Listed entries
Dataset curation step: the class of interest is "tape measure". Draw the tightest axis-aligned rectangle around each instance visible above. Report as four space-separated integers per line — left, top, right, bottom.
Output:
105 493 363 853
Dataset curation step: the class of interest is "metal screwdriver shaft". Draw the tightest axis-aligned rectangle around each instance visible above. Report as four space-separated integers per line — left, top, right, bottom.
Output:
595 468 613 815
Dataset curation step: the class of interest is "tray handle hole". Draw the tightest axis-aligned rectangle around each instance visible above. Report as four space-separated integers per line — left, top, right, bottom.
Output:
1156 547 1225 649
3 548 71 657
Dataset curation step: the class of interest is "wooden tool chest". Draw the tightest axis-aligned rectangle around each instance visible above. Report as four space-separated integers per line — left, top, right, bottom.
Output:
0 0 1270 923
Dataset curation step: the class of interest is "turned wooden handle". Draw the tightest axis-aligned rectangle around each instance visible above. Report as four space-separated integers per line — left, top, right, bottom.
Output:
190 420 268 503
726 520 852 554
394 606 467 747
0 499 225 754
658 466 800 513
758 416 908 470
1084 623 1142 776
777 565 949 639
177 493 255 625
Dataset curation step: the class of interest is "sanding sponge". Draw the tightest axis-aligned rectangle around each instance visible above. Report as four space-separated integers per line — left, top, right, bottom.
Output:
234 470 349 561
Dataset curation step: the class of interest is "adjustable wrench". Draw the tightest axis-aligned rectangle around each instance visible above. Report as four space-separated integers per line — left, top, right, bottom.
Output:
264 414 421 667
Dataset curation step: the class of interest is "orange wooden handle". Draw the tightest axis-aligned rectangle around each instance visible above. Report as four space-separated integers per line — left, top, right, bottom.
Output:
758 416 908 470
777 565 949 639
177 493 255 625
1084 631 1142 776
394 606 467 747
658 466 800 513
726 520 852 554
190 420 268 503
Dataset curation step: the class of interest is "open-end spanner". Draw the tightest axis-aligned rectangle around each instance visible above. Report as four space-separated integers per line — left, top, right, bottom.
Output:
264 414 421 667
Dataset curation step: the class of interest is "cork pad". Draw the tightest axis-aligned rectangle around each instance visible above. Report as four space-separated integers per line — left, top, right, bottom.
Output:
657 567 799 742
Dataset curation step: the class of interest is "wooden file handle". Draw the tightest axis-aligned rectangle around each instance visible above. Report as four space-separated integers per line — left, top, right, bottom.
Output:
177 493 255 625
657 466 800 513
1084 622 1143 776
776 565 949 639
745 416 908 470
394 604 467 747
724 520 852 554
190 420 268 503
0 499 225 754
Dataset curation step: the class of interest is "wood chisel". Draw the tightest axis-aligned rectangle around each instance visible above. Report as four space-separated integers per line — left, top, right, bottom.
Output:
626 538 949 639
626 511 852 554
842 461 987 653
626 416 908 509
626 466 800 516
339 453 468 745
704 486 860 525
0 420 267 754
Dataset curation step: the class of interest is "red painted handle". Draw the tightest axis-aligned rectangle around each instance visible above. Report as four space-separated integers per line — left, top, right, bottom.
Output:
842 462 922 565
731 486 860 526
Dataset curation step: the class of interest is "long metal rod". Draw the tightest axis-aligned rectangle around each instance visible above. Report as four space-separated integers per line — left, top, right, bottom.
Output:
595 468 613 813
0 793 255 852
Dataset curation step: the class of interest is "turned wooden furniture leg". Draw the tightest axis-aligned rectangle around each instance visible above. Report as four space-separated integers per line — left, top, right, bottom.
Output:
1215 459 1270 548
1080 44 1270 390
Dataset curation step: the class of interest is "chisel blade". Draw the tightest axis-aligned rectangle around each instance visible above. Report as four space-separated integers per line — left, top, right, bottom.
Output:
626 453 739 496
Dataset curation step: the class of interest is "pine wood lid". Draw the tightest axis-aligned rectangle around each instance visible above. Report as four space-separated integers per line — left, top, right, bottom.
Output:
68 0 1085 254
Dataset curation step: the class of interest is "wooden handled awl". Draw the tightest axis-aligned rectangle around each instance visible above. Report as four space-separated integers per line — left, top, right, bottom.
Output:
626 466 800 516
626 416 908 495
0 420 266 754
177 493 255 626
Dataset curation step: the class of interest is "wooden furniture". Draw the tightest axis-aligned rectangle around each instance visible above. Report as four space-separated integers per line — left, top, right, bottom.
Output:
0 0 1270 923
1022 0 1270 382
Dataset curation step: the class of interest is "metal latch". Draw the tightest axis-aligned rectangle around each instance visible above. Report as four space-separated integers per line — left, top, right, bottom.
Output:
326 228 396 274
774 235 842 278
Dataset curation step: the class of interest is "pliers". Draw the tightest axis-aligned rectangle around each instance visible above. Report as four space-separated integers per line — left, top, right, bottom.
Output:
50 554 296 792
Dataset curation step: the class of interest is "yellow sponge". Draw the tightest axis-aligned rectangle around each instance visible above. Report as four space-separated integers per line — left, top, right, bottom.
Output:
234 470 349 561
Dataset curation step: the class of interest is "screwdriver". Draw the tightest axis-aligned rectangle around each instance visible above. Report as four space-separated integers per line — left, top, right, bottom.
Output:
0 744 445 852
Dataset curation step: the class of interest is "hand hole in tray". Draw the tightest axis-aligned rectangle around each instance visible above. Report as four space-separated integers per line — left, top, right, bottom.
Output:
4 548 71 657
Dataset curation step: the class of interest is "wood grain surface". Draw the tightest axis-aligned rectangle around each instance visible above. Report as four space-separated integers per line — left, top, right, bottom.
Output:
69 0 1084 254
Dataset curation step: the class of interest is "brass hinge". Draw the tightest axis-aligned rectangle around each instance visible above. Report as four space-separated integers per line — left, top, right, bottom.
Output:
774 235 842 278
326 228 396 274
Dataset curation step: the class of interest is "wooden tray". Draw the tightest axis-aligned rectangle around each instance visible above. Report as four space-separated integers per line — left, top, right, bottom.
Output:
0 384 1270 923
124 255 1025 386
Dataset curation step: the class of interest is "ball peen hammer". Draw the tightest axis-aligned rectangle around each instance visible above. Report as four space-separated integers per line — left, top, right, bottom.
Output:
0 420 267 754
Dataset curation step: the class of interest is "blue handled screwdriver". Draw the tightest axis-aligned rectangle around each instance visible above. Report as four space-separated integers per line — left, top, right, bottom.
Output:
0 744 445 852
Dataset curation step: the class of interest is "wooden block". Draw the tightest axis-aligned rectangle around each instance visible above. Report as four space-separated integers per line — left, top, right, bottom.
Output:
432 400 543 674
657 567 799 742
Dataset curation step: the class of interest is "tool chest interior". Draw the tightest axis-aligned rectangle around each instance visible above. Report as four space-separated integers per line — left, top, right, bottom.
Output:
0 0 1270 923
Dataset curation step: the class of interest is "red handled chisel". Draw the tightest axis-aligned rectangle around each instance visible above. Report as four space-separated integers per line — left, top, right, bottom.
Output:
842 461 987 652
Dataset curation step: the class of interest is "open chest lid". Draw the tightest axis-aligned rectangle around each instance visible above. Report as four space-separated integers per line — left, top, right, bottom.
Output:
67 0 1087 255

To do
Give again the items from the start up to and including the line containing "105 493 363 853", with "tape measure" replaced by "measuring tape" and everything else unchanged.

Problem solution
Dataset curation step: the class of interest is "measuring tape". Draw the tightest axis-aligned rectangle around each instance visible above. Report as four space-separated integers per line — left, top, right, bottom.
Output:
105 493 363 853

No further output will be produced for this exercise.